**SELECTED EXCERPT**
:::

Making It (Im)personal
Better understanding of human biology presents us with an opportunity to combat disease on two fronts – targeting individual variation on one hand and universal mechanisms on the other.
Julian Solway |
Recent years have seen dramatic gains in our understanding of human biology and disease. In my own field of respiratory medicine, it has become abundantly clear that what we call asthma is not a single disease. The term “endotypes” has emerged to reflect the different underlying pathophysiological mechanisms that lead to similar clinical manifestations, leaving us with the question: How best to tackle these several diseases called asthma? I suggest the answer lies in both personalized and impersonalized medicine.

:::

**EXTRACTED RECORDS**
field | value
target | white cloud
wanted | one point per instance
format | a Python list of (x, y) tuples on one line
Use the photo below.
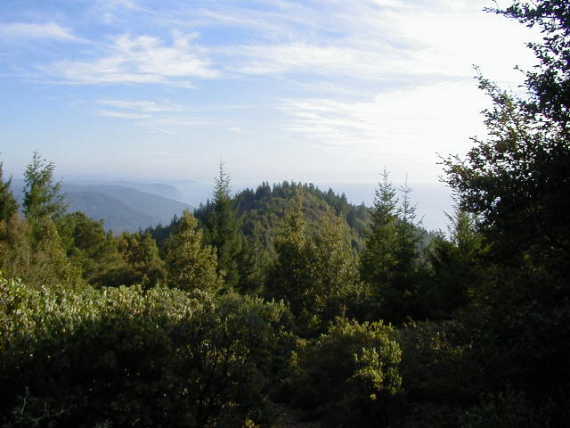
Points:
[(123, 114), (141, 106), (139, 59), (415, 123), (50, 30)]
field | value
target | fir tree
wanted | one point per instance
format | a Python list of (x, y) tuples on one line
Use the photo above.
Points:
[(191, 264), (8, 204), (42, 197), (223, 229)]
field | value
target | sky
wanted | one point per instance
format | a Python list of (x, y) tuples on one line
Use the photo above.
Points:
[(313, 90)]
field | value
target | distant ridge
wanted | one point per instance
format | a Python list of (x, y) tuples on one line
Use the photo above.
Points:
[(122, 208)]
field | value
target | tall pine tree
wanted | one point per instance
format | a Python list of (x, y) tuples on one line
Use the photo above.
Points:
[(223, 229)]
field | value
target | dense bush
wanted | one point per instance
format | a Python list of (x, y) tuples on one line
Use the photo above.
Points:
[(350, 375), (128, 357)]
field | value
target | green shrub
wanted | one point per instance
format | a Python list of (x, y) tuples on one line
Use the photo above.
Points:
[(127, 357), (350, 375)]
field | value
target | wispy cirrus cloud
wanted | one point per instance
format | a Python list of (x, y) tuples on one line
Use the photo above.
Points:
[(404, 122), (123, 114), (142, 106), (137, 60), (46, 31)]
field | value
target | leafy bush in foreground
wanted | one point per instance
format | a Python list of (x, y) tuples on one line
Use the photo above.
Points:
[(125, 357), (349, 375)]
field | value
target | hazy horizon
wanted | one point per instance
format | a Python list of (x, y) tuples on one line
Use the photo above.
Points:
[(316, 91)]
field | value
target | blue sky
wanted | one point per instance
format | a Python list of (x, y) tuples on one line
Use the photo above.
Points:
[(314, 90)]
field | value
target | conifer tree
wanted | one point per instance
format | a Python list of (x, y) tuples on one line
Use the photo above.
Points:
[(8, 204), (191, 264), (223, 229), (42, 197), (379, 259)]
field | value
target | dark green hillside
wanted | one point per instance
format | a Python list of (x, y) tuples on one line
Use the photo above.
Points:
[(116, 215), (122, 209)]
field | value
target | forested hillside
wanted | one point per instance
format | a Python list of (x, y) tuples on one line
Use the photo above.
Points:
[(286, 305), (124, 207)]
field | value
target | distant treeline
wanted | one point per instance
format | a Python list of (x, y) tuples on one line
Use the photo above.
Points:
[(286, 303)]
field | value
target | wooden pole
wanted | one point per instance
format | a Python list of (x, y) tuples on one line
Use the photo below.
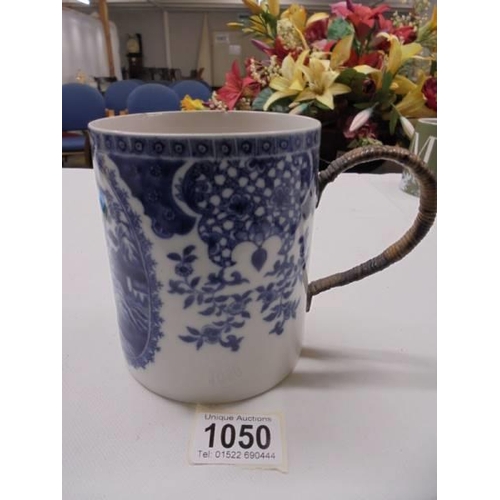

:::

**USING THE INFORMATION**
1. In the text on personalized and impersonalized medicine, why has the term "endotypes" emerged in respiratory medicine? Answer in one to three sentences.
2. Resume the text on personalized and impersonalized medicine, starting after its final sentence.

**RESPONSES IN ORDER**
1. The term "endotypes" has emerged because asthma is not a single disease. Different underlying pathophysiological mechanisms lead to similar clinical manifestations, and the term reflects those distinct mechanisms.

2.
A constellation of genetic predispositions, pathophysiological mechanisms and, importantly, social factors come together to make each case unique. Personalized or precision medicine is aimed at (better) tailoring treatment to these characteristics of specific patients. For truly personalized medicine, the social experience and environmental exposure histories throughout a patient’s entire life, and probably their parents’ and grandparents’ lives, will have to be taken into account. As the pulmonary research community identifies differences among pathogenetic mechanisms operating in the several asthmas, we’re poised to develop therapies that target those pathogeneses in a selective way, through the biologics currently in development or through entirely new approaches.